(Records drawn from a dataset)
____________

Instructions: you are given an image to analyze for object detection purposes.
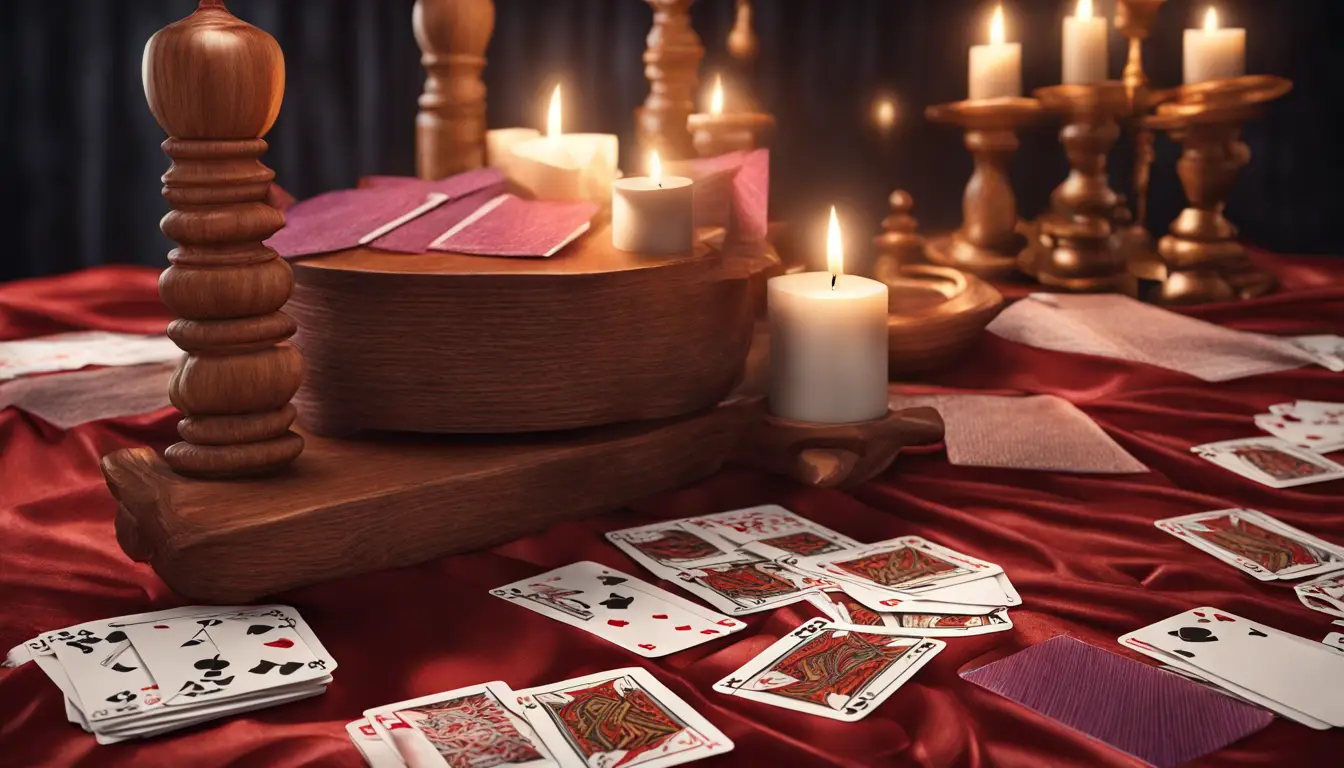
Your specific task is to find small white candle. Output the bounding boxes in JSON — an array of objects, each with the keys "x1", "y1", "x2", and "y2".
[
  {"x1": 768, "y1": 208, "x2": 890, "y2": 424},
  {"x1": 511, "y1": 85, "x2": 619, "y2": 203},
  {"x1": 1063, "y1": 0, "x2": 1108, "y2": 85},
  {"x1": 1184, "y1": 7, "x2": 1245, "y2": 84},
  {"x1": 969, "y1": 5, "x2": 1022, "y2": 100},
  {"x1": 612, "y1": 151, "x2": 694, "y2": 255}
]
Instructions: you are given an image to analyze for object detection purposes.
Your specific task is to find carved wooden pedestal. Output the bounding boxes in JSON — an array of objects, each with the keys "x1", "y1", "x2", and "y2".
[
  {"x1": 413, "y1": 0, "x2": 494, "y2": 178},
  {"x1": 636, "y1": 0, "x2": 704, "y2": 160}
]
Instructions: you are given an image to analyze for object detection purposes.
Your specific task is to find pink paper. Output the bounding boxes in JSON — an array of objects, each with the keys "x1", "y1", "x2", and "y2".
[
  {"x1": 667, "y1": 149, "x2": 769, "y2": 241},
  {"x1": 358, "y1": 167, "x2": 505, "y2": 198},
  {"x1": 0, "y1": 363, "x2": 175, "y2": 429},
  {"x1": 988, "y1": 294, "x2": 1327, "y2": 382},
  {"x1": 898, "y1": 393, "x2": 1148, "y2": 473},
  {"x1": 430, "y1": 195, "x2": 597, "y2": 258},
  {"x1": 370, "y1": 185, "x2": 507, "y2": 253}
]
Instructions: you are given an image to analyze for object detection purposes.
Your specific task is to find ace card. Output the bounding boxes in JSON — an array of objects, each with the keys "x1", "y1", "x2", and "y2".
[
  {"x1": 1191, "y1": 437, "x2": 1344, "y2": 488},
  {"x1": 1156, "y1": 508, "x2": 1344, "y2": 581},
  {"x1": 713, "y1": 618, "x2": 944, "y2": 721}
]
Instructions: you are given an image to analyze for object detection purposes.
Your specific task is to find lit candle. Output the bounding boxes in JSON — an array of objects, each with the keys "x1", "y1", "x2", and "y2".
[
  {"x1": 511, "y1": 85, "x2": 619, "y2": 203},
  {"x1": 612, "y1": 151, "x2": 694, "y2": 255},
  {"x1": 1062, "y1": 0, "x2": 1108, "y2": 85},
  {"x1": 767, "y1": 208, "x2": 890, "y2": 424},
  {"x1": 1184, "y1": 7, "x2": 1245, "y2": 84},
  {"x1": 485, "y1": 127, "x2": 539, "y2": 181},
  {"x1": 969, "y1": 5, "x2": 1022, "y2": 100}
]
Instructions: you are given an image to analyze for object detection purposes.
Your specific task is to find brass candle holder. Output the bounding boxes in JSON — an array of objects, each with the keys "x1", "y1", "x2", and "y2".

____________

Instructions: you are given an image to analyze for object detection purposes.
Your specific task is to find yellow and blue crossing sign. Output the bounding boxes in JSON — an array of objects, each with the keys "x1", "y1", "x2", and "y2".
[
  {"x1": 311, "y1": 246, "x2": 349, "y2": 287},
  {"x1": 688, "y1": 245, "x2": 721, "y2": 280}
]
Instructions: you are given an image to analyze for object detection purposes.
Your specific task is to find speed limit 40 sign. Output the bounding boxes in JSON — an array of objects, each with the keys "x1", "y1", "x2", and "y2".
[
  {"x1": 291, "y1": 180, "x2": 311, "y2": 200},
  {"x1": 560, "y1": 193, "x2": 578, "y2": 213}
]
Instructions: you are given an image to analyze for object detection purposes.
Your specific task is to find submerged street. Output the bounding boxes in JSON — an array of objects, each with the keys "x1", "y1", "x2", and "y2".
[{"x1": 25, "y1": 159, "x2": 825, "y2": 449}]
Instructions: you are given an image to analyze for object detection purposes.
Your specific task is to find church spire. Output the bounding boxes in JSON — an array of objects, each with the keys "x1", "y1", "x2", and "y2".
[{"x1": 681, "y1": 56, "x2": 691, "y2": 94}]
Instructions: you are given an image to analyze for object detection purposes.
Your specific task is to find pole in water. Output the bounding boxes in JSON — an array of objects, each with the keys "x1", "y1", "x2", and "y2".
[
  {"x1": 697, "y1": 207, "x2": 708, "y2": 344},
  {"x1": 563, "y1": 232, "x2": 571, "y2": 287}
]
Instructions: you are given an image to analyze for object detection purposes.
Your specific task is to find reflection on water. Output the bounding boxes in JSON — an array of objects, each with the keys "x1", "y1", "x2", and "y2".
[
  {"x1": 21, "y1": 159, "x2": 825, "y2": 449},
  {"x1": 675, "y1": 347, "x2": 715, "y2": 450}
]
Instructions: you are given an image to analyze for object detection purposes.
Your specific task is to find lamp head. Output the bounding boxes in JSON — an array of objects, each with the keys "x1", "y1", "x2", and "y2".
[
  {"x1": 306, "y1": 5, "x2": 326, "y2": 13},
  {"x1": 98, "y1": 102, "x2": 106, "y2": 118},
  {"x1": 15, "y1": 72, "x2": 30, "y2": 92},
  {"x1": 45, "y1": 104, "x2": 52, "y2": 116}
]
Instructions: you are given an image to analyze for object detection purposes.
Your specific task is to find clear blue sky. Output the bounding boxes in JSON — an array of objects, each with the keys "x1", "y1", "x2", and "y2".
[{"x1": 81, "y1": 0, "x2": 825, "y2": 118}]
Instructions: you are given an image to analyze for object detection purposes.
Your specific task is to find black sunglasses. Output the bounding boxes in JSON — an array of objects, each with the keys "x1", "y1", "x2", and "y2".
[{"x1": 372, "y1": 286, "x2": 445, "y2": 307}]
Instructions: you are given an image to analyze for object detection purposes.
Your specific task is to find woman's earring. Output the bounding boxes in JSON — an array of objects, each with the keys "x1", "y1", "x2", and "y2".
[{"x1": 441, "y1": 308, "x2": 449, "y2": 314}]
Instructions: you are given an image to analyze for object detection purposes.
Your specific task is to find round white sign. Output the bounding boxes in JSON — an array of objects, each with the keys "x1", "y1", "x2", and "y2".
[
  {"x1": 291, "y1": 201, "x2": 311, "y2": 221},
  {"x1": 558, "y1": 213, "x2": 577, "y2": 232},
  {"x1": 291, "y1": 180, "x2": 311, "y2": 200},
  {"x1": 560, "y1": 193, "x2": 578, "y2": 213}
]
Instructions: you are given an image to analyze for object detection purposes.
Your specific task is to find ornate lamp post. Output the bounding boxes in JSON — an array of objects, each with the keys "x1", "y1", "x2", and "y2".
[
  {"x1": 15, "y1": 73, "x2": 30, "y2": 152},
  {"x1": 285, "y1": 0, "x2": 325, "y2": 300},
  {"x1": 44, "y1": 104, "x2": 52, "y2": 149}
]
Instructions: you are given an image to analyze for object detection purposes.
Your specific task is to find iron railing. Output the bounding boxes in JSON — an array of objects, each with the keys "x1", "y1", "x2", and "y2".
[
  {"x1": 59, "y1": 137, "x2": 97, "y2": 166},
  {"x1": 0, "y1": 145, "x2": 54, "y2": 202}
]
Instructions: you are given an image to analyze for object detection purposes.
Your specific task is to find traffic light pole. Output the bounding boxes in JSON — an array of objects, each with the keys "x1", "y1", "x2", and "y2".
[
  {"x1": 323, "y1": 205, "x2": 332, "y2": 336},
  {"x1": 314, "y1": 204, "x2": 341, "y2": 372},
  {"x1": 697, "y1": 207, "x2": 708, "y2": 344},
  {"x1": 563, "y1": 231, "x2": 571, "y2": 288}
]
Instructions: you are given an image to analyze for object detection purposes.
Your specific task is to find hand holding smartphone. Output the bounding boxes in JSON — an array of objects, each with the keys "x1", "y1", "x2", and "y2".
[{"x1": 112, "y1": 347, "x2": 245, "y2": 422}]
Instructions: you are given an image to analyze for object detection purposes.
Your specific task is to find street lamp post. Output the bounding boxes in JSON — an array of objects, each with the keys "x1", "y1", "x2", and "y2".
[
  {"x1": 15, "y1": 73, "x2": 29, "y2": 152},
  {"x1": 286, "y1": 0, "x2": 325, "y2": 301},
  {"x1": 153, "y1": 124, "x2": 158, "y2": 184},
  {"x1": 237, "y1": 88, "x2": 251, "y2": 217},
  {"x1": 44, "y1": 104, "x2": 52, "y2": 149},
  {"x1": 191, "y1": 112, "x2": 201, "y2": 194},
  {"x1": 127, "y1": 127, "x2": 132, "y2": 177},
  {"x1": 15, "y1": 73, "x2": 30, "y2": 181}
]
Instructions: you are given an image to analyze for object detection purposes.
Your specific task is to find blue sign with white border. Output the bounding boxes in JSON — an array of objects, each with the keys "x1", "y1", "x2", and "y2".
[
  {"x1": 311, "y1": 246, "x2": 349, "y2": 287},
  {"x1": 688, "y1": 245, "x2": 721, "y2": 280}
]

____________

#### YOUR INSTRUCTIONS
Print, from the entries above, the line with "Your specific task is to find pink", the line with "Your specific task is to find brass" and all lines between them, exactly and with nothing else.

#### RESPONSE TO THIS TASK
Your specific task is to find pink paper. Output the bounding boxes in JSON — an array of objects, each with the keys "x1", "y1", "x2", and "y2".
[
  {"x1": 667, "y1": 149, "x2": 769, "y2": 241},
  {"x1": 358, "y1": 167, "x2": 505, "y2": 198},
  {"x1": 0, "y1": 363, "x2": 175, "y2": 429},
  {"x1": 988, "y1": 294, "x2": 1327, "y2": 382},
  {"x1": 898, "y1": 393, "x2": 1148, "y2": 473},
  {"x1": 430, "y1": 195, "x2": 597, "y2": 258},
  {"x1": 370, "y1": 185, "x2": 507, "y2": 253}
]
Instructions: you are given an image to analyze for object detection purposes.
Your specific task is to find ace card. Output the bounding boxes in JSON — an array of objects, each with the keys "x1", "y1", "x2", and "y2".
[
  {"x1": 1191, "y1": 437, "x2": 1344, "y2": 488},
  {"x1": 1156, "y1": 508, "x2": 1344, "y2": 581},
  {"x1": 713, "y1": 618, "x2": 944, "y2": 721}
]
Instructions: you are given an image to analyze for object detection purposes.
Your specific task is to find lit candle. Output the bounding boxes in JSON — an array of objects, each with the keys "x1", "y1", "x2", and "y2".
[
  {"x1": 511, "y1": 85, "x2": 619, "y2": 203},
  {"x1": 612, "y1": 151, "x2": 694, "y2": 255},
  {"x1": 1062, "y1": 0, "x2": 1108, "y2": 85},
  {"x1": 767, "y1": 208, "x2": 890, "y2": 424},
  {"x1": 1184, "y1": 7, "x2": 1245, "y2": 84},
  {"x1": 485, "y1": 127, "x2": 539, "y2": 181},
  {"x1": 969, "y1": 5, "x2": 1022, "y2": 100}
]
Instructions: you are given an image to analyze for object detection purposes.
Your specific task is to find brass candle holder. Output the bounding boxes in JSON — an array of objects, each with the keys "x1", "y1", "x2", and "y2".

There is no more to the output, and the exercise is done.